= Excerpted text =

Disney World Gay Days is a loosely organized event where lesbian, gay, bisexual, transgender, and queer (LGBTQ) individuals, their families, friends and supporters go to Walt Disney World on a week-long event each year. It is held on the first Saturday in June (with numerous other events in the area during the preceding week).

==History==
The first documented event, in June 1991, had 3,000 LGBTQ+ people from central Florida going to area theme parks on one day wearing red shirts to make their presence more visible. By 1995, the event had grown to 10,000 gays and lesbians traveling for the gay day at Disney. As of 2010 approximately 150,000 LGBT people, their families, friends and supporters attended the six-day gathering (including various pool parties, conventions, festivals, a business expo, activities for kids, etc.) with 20,000 to 30,000 going to Disney on the final day.

The popularity of the event is seen by some attendees as a way of "reclaiming" normal joys of childhood lost to homophobia in their earlier years. Growth in attendance also reflects the growing number of LGBT families with children as well as increasing number of LGBT marriages, since Disney World is also a top honeymoon destination. A local Doubletree resort has dubbed itself the "official" hotel for the event, with convention space rented to various businesses (bathroom remodelers, gourmet cooking suppliers, sex toys, etc.) and organizations (free health tests, vaccinations, etc.) pitching to attendees.

= Study questions =
(a) Answer from the Gay Days passage:
(i) On what day of the year is the event held?
(ii) How many people took part in the first documented event in June 1991?
(iii) What has a local Doubletree resort dubbed itself?
(b) Please reproduce everything in the Gay Days passage from "Disney World Gay" down to "the preceding week).", keeping every word and mark the same.
The material after this is separate from the Gay Days passage.

= Extracted information =
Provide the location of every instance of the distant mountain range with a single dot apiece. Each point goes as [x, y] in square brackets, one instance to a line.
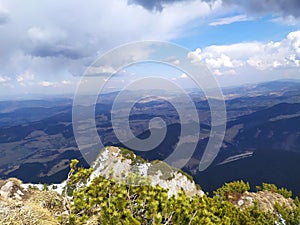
[37, 140]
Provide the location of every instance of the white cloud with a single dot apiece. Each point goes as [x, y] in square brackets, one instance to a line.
[183, 76]
[261, 56]
[172, 60]
[4, 79]
[57, 43]
[195, 56]
[26, 76]
[229, 20]
[46, 83]
[66, 82]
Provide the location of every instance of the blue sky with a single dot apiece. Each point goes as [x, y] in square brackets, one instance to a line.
[46, 46]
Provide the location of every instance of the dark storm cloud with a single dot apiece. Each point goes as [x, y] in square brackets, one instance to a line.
[278, 7]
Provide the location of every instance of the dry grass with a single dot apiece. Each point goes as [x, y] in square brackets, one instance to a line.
[40, 208]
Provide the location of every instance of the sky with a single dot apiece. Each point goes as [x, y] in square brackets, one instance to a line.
[46, 46]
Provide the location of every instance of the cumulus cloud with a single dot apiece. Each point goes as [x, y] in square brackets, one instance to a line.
[4, 79]
[183, 76]
[61, 40]
[46, 83]
[228, 59]
[154, 4]
[25, 76]
[279, 7]
[229, 20]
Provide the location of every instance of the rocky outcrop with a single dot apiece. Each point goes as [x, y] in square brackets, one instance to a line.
[120, 163]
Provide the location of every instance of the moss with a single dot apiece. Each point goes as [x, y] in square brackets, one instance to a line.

= Results for each task =
(a)
(i) The first Saturday in June.
(ii) 3,000.
(iii) The "official" hotel for the event.

(b)
Disney World Gay Days is a loosely organized event where lesbian, gay, bisexual, transgender, and queer (LGBTQ) individuals, their families, friends and supporters go to Walt Disney World on a week-long event each year. It is held on the first Saturday in June (with numerous other events in the area during the preceding week).